» **Problems and tasks**
**a)** Please list every phrase the article on Air Force One sets in quotation marks.
**b)** Update the stretch of the article on Air Force One from "Trump wants Air" through "according to Axios." by replacing "globe" with "world".

» **Source document**
════════════════
Trump wants Air Force One to get a new paint job and a bigger, comfier bed

YURI GRIPAS/REUTERS/NewscomYURI GRIPAS/REUTERS/NewscomPresident Donald Trump reportedly isn't happy with some aspects of the planes that carry him around the globe. But his issues with Air Force One have nothing to do with things like safety or performance. Rather, he wants a "more American" paint job and a bigger and better presidential bed, according to Axios.

Trump met earlier this year with executives from Boeing, including CEO Dennis Muilenburg, and the two parties agreed Boeing will develop two new Air Force One planes at a cost of roughly $3.9 billion. Trump also detailed his curious specifications for the planes. According to Axios:

We're told that Trump wants a color scheme that "looks more American" and isn't a "Jackie Kennedy color." He doesn't think the current blue (technically "luminous ultramarine") represents the USA.

Some Air Force officials disagree, arguing that the current color scheme is "known around the world," Axios reports. Doesn't matter. Trump wants his planes to be red, white, and blue. He also wants Air Force One's presidential bed "to be larger and more comfortable," like the bed on his personal plane.

Ironically, Trump might not be able to experience the changes in person. The new planes aren't going to be ready until 2021 at the earliest, so he would have to win reelection if he wants to enjoy them. And it could take an additional three years for the Air Force to test the planes, CNN reported in February, meaning they might not be good to go until 2024. But Trump is reportedly keen on the process being completed before he leaves office, with a source telling CNN that the president "wants to fly on that new plane."
════════════════
» **Listed entries**

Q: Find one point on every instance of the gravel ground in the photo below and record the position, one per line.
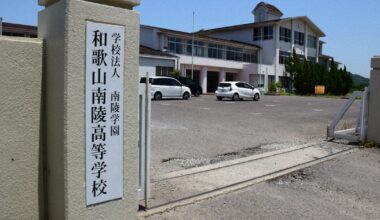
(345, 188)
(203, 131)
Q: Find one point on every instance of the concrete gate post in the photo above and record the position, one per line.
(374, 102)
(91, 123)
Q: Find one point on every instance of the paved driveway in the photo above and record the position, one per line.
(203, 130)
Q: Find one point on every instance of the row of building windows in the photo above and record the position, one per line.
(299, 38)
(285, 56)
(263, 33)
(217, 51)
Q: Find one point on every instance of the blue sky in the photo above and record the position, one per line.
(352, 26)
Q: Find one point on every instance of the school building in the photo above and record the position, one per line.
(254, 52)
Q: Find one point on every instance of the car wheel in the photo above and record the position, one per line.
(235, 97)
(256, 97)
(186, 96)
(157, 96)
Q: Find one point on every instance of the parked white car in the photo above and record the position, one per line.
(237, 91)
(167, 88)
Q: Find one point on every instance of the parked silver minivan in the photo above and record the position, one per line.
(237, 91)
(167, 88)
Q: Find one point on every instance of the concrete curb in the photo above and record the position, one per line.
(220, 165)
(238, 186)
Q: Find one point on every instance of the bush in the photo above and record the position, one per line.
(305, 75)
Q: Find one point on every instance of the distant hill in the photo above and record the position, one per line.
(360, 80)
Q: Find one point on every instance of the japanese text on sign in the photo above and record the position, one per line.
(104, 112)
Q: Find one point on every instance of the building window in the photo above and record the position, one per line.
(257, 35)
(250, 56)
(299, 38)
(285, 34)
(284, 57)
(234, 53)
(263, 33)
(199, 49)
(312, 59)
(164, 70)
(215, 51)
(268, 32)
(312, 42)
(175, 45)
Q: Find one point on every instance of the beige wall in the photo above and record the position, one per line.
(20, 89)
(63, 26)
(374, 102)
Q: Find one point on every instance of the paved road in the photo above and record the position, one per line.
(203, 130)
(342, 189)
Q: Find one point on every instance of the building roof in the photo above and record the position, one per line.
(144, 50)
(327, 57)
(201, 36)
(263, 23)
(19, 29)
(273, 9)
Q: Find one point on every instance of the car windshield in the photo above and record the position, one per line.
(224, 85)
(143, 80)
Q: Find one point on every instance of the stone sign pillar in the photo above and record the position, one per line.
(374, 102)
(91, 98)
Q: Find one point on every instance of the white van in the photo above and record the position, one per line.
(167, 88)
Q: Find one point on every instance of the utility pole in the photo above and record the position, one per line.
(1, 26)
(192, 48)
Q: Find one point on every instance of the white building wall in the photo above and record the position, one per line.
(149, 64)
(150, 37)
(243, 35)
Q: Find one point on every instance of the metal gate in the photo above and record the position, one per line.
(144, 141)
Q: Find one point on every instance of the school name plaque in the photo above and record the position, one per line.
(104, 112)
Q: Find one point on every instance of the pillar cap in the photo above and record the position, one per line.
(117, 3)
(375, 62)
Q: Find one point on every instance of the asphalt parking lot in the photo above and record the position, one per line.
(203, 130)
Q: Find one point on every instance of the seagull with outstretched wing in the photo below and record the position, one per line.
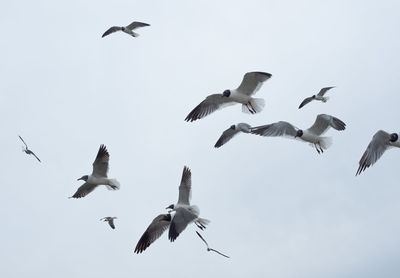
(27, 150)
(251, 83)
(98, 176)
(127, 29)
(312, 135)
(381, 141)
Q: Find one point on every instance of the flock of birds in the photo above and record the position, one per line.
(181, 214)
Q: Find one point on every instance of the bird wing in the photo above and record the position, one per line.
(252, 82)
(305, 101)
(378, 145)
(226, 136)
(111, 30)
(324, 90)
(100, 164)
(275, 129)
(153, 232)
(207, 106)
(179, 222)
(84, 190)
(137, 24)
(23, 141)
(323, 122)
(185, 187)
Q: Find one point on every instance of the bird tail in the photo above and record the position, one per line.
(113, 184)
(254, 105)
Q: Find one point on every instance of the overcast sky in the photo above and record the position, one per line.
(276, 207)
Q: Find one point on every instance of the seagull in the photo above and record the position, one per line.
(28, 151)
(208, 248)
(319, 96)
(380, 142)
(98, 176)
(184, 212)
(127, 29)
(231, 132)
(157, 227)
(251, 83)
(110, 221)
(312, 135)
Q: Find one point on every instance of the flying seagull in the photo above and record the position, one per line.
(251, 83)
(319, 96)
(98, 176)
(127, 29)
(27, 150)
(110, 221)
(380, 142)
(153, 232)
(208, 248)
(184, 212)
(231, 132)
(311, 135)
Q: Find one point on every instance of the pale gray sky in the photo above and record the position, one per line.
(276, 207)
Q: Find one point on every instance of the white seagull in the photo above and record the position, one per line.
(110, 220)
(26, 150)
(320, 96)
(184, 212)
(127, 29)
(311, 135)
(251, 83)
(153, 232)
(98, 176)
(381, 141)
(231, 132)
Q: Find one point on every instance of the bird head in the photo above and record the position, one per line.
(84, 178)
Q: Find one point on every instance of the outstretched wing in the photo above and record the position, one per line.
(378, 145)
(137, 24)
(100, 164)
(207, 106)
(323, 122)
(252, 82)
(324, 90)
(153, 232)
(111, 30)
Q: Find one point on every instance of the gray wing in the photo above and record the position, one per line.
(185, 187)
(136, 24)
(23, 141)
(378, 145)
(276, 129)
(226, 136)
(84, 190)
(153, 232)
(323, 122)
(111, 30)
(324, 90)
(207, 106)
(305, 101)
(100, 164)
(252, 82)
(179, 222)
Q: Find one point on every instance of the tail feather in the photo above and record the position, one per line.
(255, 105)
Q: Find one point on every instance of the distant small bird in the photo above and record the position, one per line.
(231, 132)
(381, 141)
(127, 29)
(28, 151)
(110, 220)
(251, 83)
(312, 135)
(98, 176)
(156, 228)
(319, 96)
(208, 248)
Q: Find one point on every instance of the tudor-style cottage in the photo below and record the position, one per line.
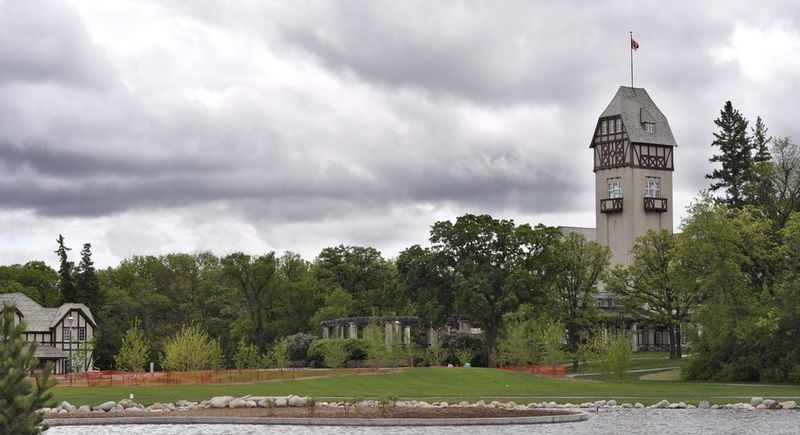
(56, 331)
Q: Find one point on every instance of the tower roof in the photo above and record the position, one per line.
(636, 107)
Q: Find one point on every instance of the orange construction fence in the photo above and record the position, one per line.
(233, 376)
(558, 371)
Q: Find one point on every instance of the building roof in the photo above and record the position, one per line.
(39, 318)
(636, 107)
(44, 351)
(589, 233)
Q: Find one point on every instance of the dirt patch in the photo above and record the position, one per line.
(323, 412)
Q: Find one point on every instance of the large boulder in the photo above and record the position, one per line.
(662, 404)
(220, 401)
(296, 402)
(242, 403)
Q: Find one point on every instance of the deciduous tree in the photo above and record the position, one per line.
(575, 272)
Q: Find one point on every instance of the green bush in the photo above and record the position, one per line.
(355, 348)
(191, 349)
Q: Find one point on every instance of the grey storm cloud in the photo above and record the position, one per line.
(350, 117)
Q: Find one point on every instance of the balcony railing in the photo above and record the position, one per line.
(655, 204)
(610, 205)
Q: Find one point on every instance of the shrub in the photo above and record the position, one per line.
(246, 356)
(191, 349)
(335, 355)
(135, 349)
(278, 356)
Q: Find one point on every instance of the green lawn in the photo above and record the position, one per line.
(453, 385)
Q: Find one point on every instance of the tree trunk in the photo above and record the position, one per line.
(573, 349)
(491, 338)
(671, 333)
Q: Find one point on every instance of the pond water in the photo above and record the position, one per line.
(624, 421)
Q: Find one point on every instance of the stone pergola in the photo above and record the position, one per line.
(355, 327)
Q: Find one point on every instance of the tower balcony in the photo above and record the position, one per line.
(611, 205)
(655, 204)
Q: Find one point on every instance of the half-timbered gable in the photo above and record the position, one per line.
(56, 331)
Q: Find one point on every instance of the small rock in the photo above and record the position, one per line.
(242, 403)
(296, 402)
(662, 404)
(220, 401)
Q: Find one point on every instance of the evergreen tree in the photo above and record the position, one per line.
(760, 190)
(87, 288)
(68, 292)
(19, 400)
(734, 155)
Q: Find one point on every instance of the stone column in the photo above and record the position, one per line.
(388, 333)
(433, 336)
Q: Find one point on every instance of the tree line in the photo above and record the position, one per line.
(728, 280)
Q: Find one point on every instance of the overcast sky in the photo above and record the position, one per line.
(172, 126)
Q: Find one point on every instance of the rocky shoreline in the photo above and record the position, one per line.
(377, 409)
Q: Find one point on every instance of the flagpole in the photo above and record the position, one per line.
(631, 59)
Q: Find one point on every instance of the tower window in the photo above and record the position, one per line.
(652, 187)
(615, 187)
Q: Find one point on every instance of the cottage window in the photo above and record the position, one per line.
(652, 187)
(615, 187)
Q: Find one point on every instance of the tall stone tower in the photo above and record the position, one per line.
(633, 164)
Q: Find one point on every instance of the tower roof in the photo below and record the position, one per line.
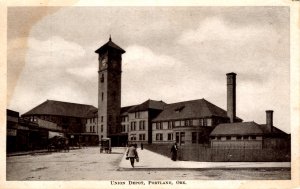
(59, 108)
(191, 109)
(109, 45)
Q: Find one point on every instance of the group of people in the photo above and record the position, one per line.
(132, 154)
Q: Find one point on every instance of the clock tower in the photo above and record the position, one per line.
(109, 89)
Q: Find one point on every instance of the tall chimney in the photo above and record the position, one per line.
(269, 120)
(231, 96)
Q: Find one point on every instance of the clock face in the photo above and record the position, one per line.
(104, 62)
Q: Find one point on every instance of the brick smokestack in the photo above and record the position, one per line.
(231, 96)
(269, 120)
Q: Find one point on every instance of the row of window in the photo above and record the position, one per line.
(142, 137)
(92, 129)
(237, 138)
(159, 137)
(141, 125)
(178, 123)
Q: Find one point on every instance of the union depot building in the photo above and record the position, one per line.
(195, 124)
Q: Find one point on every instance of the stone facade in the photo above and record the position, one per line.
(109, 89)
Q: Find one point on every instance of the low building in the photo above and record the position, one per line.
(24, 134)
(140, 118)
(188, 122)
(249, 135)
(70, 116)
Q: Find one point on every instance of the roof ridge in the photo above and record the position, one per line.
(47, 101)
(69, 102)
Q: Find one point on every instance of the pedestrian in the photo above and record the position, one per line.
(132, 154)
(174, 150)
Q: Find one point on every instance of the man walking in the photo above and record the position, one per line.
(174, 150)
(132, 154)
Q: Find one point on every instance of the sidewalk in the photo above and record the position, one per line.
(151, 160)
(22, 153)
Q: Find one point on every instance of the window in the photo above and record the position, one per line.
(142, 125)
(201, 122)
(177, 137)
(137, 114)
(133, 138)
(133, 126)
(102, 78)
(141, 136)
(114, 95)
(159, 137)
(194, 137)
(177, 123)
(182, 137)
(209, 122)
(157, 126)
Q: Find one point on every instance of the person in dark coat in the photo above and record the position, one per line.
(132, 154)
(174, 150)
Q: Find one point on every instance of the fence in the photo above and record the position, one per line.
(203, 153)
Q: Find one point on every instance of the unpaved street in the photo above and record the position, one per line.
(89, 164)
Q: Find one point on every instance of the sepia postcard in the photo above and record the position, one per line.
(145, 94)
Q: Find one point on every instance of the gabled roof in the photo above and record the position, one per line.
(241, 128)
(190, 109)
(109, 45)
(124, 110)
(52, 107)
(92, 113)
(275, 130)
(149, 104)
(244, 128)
════════════════
» **Solutions by task**
**a)**
"more American"
"looks more American"
"Jackie Kennedy color."
"luminous ultramarine"
"known around the world,"
"to be larger and more comfortable,"
"wants to fly on that new plane."

**b)**
Trump wants Air Force One to get a new paint job and a bigger, comfier bed

YURI GRIPAS/REUTERS/NewscomYURI GRIPAS/REUTERS/NewscomPresident Donald Trump reportedly isn't happy with some aspects of the planes that carry him around the world. But his issues with Air Force One have nothing to do with things like safety or performance. Rather, he wants a "more American" paint job and a bigger and better presidential bed, according to Axios.